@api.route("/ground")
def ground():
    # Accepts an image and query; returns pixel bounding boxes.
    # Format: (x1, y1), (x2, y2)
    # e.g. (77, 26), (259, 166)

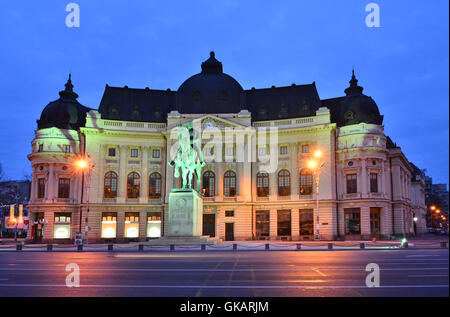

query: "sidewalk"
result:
(0, 237), (449, 252)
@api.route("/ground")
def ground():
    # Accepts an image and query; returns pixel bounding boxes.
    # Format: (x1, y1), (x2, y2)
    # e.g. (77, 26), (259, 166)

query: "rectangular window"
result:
(38, 178), (45, 198)
(124, 212), (139, 238)
(102, 212), (117, 239)
(346, 174), (357, 194)
(302, 144), (309, 153)
(300, 209), (314, 236)
(131, 149), (139, 157)
(147, 212), (161, 239)
(370, 173), (378, 193)
(344, 208), (361, 235)
(255, 210), (270, 239)
(53, 212), (71, 239)
(58, 178), (70, 198)
(277, 210), (291, 236)
(225, 210), (234, 217)
(152, 150), (161, 158)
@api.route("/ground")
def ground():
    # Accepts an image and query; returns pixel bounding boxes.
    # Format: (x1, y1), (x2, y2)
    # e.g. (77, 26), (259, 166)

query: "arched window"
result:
(109, 105), (120, 119)
(127, 172), (141, 198)
(256, 172), (269, 197)
(149, 172), (161, 198)
(131, 107), (141, 121)
(104, 172), (117, 198)
(300, 169), (312, 195)
(278, 104), (288, 119)
(278, 170), (291, 196)
(223, 171), (236, 197)
(202, 171), (216, 197)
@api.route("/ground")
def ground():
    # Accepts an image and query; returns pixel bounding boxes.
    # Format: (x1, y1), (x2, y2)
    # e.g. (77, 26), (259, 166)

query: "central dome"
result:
(176, 52), (244, 113)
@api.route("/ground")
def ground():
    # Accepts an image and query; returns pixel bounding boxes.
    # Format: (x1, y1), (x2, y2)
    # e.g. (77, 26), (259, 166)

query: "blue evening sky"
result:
(0, 0), (449, 183)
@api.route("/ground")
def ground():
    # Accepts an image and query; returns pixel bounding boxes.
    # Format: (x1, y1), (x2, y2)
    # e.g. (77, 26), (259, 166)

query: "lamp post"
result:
(308, 150), (325, 240)
(76, 157), (93, 244)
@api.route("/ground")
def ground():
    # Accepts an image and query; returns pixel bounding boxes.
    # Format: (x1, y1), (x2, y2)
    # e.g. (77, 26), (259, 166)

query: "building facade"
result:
(28, 52), (420, 242)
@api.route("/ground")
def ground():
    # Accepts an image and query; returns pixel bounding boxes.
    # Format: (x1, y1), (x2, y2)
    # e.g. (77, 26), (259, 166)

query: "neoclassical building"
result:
(28, 52), (423, 243)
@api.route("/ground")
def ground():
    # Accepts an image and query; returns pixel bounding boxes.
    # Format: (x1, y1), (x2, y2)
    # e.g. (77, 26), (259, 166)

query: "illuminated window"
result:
(202, 171), (216, 197)
(223, 171), (236, 197)
(101, 212), (117, 239)
(346, 174), (357, 194)
(58, 178), (70, 198)
(147, 212), (161, 239)
(370, 173), (378, 193)
(149, 172), (161, 198)
(53, 212), (71, 239)
(300, 169), (313, 195)
(278, 170), (291, 196)
(302, 144), (309, 153)
(38, 178), (45, 198)
(225, 210), (234, 217)
(124, 212), (139, 238)
(127, 172), (141, 198)
(131, 149), (139, 157)
(152, 149), (161, 158)
(256, 172), (269, 197)
(104, 172), (117, 198)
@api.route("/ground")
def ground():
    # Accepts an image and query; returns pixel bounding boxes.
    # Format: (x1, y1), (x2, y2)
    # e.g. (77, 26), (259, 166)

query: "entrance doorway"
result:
(370, 207), (381, 239)
(344, 208), (361, 240)
(225, 222), (234, 241)
(32, 212), (44, 243)
(203, 214), (216, 238)
(300, 209), (314, 240)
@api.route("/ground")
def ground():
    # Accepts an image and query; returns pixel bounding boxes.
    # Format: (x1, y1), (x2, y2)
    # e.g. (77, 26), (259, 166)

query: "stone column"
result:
(269, 209), (278, 240)
(139, 146), (149, 204)
(46, 163), (58, 200)
(117, 145), (128, 203)
(291, 209), (300, 240)
(360, 159), (368, 197)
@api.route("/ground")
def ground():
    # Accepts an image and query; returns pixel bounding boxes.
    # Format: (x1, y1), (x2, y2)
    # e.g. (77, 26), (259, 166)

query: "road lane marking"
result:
(312, 267), (327, 277)
(0, 263), (449, 272)
(0, 284), (449, 290)
(408, 274), (448, 277)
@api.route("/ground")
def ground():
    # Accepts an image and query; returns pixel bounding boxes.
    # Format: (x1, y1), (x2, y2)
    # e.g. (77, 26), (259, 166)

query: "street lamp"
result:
(75, 157), (93, 243)
(308, 150), (325, 240)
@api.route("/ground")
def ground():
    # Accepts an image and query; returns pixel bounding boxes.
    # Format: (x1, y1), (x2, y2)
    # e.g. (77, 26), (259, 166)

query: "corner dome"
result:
(176, 52), (243, 113)
(37, 74), (90, 130)
(337, 70), (383, 126)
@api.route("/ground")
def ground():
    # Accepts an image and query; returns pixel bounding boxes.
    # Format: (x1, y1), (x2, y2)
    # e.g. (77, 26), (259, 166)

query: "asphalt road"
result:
(0, 249), (449, 297)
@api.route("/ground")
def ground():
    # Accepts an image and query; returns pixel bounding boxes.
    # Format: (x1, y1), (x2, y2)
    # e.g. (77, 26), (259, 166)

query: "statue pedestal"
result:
(167, 189), (203, 237)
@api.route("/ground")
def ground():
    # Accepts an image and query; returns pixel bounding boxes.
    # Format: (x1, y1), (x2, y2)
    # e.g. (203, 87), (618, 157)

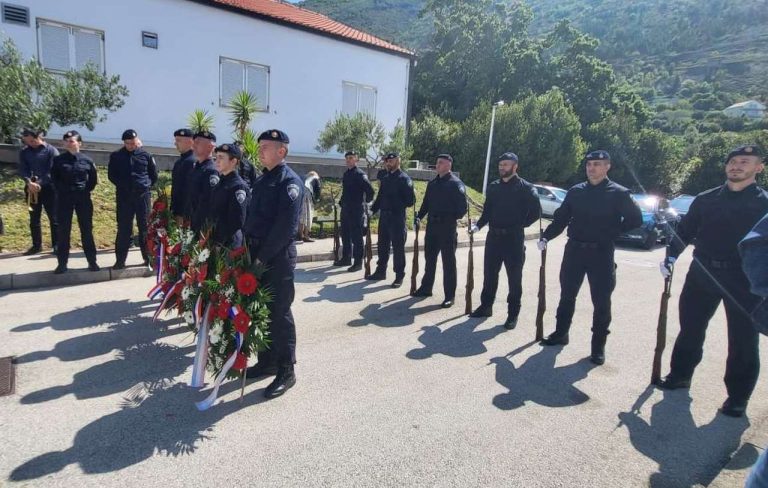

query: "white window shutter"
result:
(246, 65), (269, 110)
(38, 23), (71, 71)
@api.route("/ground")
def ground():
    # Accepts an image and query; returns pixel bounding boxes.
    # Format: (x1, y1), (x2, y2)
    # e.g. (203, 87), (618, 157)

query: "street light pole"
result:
(483, 100), (504, 196)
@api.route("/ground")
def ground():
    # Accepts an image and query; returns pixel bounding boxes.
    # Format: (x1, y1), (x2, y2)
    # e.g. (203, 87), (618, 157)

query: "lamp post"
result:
(483, 100), (504, 196)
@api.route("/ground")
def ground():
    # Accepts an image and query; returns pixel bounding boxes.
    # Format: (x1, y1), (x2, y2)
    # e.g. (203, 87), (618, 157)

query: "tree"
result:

-=-=-=-=-

## Short problem
The data above needs to be retyped exactly, with the images left out.

## Output for this exercise
@api.route("/ground")
def ground():
    # Accepts an image and query; returns pixel bounding boxes.
    # Format: (x1, y1), (x2, y2)
    # e.g. (77, 26), (259, 166)


query: "sidewalk"
result:
(0, 237), (449, 252)
@api.route("/ground")
def ground():
    # Accepts an image and query; returns pixel bounding boxes.
    # Format: (x1, y1), (x2, y2)
    # e.g. (77, 26), (259, 166)

query: "rectangular window"
result:
(38, 178), (45, 198)
(124, 212), (139, 238)
(102, 212), (117, 239)
(346, 174), (357, 194)
(302, 144), (309, 153)
(300, 209), (314, 236)
(131, 149), (139, 157)
(147, 212), (161, 239)
(370, 173), (378, 193)
(344, 208), (361, 235)
(255, 210), (270, 239)
(53, 212), (71, 239)
(58, 178), (70, 198)
(277, 210), (291, 236)
(225, 210), (234, 217)
(152, 150), (161, 158)
@api.route("/ground")
def ground():
    # Accepts an image and query; returns pixel bounding boxes.
    # Format: (x1, y1), (x2, y2)
    # e.g. (77, 26), (259, 166)

query: "arched window"
result:
(109, 105), (120, 119)
(127, 172), (141, 198)
(256, 172), (269, 197)
(149, 172), (161, 198)
(131, 107), (141, 121)
(104, 172), (117, 198)
(300, 169), (312, 195)
(278, 104), (288, 119)
(278, 170), (291, 196)
(223, 171), (236, 197)
(202, 171), (216, 197)
@api.route("/ground")
def ground():
    # Accepts an image and query; returns pixel bounding boxes.
    # Format: (x1, y1), (x2, y2)
    # e.g. (77, 26), (259, 166)

query: "central dome"
result:
(176, 52), (244, 113)
@api.route("/ground")
def ground():
    # Accepts an image and query; returns pixel bounding boxes.
    # Format: (x1, y1), (x2, y2)
    # e.g. (77, 26), (259, 166)

query: "blue evening sky"
result:
(0, 0), (449, 183)
@api.route("/ground")
def ground():
    # Accepts an image and query; returns pixel bounding boxes.
    # Format: (x1, y1), (x2, y2)
    # e.g. (77, 26), (259, 166)

query: "lamp post"
result:
(308, 150), (325, 240)
(76, 157), (93, 244)
@api.route("/ground")
def ground():
    # Accepts an image and query; returns pixel bounding boxes.
    # Format: (x1, y1), (x2, y2)
    # e.g. (77, 26), (259, 166)

query: "building facade"
result:
(28, 52), (420, 242)
@api.route("/ground")
def ground():
    # Accepts an image and query; returns pixel bounding boxes.
    # Format: (x1, y1), (x2, y2)
    # e.g. (77, 26), (259, 166)

query: "neoclassical building"
result:
(28, 52), (423, 243)
@api.route("/ground")
def ground():
    # Accepts an image and query; returns pixel bounding boxes.
    # Format: (x1, y1), (x2, y2)
    # e.g. (77, 26), (259, 166)

query: "illuminated window"
result:
(202, 171), (216, 197)
(223, 171), (236, 197)
(101, 212), (117, 239)
(346, 174), (357, 194)
(58, 178), (70, 198)
(147, 212), (161, 239)
(370, 173), (378, 193)
(149, 172), (161, 198)
(53, 212), (71, 239)
(300, 169), (313, 195)
(278, 170), (291, 196)
(302, 144), (309, 153)
(38, 178), (45, 198)
(225, 210), (234, 217)
(124, 212), (139, 238)
(127, 172), (141, 198)
(131, 149), (139, 157)
(152, 149), (161, 158)
(256, 172), (269, 197)
(104, 172), (117, 198)
@api.route("/ground")
def ground():
    # Accepts an image and query; returns pixel bounding boxes.
    # Format: (x1, y1), (x2, y2)
    # e.g. (77, 26), (259, 166)

query: "entrance doorway"
result:
(370, 207), (381, 239)
(344, 208), (361, 240)
(225, 222), (234, 241)
(32, 212), (44, 243)
(203, 214), (216, 238)
(300, 209), (314, 240)
@api.route("/ground")
def ground():
    # Accepts an image and query; returns pixel bounding boxes.
    # Format: (x1, y1), (x2, y2)
    # e.g. (77, 26), (259, 166)

query: "stone column"
result:
(269, 209), (278, 240)
(139, 146), (149, 204)
(46, 163), (58, 200)
(117, 145), (128, 203)
(291, 209), (300, 240)
(360, 159), (368, 197)
@api.route("/ground")
def ground():
    # Accepts an image and query; returns pixel bounding boxes.
    # Format: (x1, y1), (x2, y2)
    # e.g. (77, 26), (259, 166)

query: "road lane marking"
result:
(312, 267), (327, 277)
(0, 263), (449, 272)
(0, 284), (449, 290)
(408, 274), (448, 277)
@api.route("/ground")
def ground():
    # Accepts an image and query; returns pixel bounding boxes.
    # Format: (x1, y1), (x2, y2)
    # e.g. (77, 26), (259, 166)

query: "street lamp"
result:
(75, 157), (93, 243)
(308, 150), (325, 240)
@api.route("/ground")
def ground():
    # Accepts an image and query; returns pixel bounding boxes.
    # Format: (x1, y1), (x2, y2)
    # e.g. (77, 26), (259, 166)

query: "corner dome"
result:
(176, 52), (243, 113)
(37, 74), (90, 130)
(337, 70), (383, 126)
@api.route("/ground")
def ground():
    # Accepts an image and query; returns pixel bounding boxes.
    # Format: (x1, y1), (x2, y2)
    # e.g. (77, 26), (259, 166)

query: "asphalt road"
result:
(0, 249), (449, 297)
@api.route("/ground")
def ground():
    # Accepts an image and query; returns pixel bounding boxes.
    # Format: (x1, y1), (x2, y2)
    # e.g. (77, 26), (259, 166)

query: "statue pedestal"
result:
(167, 189), (203, 237)
@api.route("/ground")
def ground():
    # Accepts an image and query; returns pixel bounding boxes.
    # Format: (x1, y1), (x2, y2)
    # e.g. (203, 87), (618, 157)


query: "white window shutter"
result:
(246, 65), (269, 110)
(38, 23), (71, 71)
@api.route("/ground")
def ground():
    # Accepts an image and query; returns pixel bounding boxes.
    # Format: (x1, y1), (x2, y2)
    # e.g. (203, 87), (618, 157)

query: "street light pole"
result:
(483, 100), (504, 196)
@api.route("/ground")
def ground():
    # Accepts an image and query; returns pixel bounding boxes.
    # Format: (x1, y1), (x2, y2)
    # e.g. (203, 87), (618, 157)

query: "lamp post"
result:
(483, 100), (504, 196)
@api.route("/ground")
def ground():
    # Accepts an image and query; returns pixel bounding boxes.
    # Format: (x1, y1), (x2, y2)
    # e.g. (203, 87), (618, 157)

query: "tree"
result:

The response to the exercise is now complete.